---- QUOTED TEXT

Quote - "...at discovering my friend was black really pissed me off. I never went back." I'm with you 1000% on that !!!.

Realistically - ALL music genres are there for ALL of us to listen to or perform if we wish,we simply make our choices. Incidentally - I've often thought that the old time minstrels used to 'black up', more because as white guys,they just wouldn't have any credence in an area where Negro musicians had it 'sewn up'.

Do any of us really care about the ethnicity / creed of the musicians that we enjoy listening to ? - i somehow doubt it - we simply love their music,& long may it be so,
Ivan;)

grassrootphilosopher
Apr-26-2018, 3:32am
Ted, while I allways enjoy your articles, this one left me somehow stranded.

I did not follow the comparison (was there one?) between Beyoncé and bluegrass. I allmost expected Beyoncé giving a bluegrass performance thus boosting this niche music wide open into the mainstream and causing people like our Willie to call out TANPON. Well...

--------

## SET EXERCISE A
In the music forum thread, what date and time appear on grassrootphilosopher's post?
## SET EXERCISE B
Continue the music forum thread from its final line.

---- EXTRACTED INFORMATION

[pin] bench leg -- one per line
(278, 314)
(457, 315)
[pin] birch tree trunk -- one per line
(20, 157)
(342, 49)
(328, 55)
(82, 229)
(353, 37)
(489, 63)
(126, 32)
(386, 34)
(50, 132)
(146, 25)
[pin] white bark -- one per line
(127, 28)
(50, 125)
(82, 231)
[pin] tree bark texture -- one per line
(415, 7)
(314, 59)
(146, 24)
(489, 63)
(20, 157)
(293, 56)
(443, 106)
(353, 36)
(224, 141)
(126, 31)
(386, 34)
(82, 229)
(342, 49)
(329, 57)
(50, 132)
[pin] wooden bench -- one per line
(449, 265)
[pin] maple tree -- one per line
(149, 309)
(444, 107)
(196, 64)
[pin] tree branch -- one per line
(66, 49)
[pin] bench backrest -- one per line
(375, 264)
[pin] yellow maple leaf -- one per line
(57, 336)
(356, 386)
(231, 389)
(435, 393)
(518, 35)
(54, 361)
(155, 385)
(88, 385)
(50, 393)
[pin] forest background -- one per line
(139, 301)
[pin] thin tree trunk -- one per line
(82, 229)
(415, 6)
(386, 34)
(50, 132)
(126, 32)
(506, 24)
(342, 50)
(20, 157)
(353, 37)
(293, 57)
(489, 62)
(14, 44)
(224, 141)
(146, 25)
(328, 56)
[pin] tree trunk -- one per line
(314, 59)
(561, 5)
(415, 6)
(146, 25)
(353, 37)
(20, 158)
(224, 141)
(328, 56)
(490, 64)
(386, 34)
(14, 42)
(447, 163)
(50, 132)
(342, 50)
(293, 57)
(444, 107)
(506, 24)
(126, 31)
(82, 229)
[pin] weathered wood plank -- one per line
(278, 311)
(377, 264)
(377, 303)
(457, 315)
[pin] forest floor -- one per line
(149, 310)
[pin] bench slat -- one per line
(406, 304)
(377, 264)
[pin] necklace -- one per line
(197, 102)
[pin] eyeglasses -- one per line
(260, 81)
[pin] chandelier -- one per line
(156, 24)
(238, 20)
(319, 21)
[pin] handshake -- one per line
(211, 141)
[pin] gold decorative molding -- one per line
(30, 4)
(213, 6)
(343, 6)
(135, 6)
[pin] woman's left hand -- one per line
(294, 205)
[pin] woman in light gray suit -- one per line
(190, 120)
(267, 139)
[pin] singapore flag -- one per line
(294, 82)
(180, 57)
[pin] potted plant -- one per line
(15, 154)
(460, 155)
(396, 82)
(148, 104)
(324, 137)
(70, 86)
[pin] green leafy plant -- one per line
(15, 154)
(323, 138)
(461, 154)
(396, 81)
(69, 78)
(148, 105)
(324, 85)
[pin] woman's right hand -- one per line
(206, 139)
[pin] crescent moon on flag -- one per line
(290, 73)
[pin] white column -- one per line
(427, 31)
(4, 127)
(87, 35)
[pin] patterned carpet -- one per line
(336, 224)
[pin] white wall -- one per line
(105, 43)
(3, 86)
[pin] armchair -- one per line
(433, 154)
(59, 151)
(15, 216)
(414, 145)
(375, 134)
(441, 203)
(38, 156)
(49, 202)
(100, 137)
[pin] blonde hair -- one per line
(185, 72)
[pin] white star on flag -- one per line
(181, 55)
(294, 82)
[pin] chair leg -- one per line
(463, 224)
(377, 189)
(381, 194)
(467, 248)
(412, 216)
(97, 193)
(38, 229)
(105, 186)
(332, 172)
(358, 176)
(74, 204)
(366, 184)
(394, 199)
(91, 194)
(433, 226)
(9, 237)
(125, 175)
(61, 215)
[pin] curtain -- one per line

--------

## REPLY A
Apr-26-2018, 3:32am

## REPLY B
The responses to your collumn show that obviously our crowd here has the proverbial "God is colorblind" attitude, and quite rightfully so. I found that the only distinction being made here is the level of excellence.

I also find it interesting that musicians from every walk of life put their own spice in the music. This is true for first generation musicians like Big Mon, Jimmy Martin, Don Reno/Red Smiley/Bill Harrell, second generation folks like The Osborne Bros., Jim & Jesse, The Country Gentlemen, third generation people like The Newgrass Revival, Tony Rice, David Grisman etc.

I also like culturaly interesting twists like The Greenbriar Boys, Red Wine (from Italy), Jussi Syrren (Finland), Turquoise (France) etc. Each brings their own ideas.

Now, being a recluse is not the answer when you play a highly artistic music such as bluegrass. This is a flaw of some musicians that on the one hand would like more exposure while on the other hand they try everything to alienate a broader audience by thinking backward. How´s that for a topic for a future article.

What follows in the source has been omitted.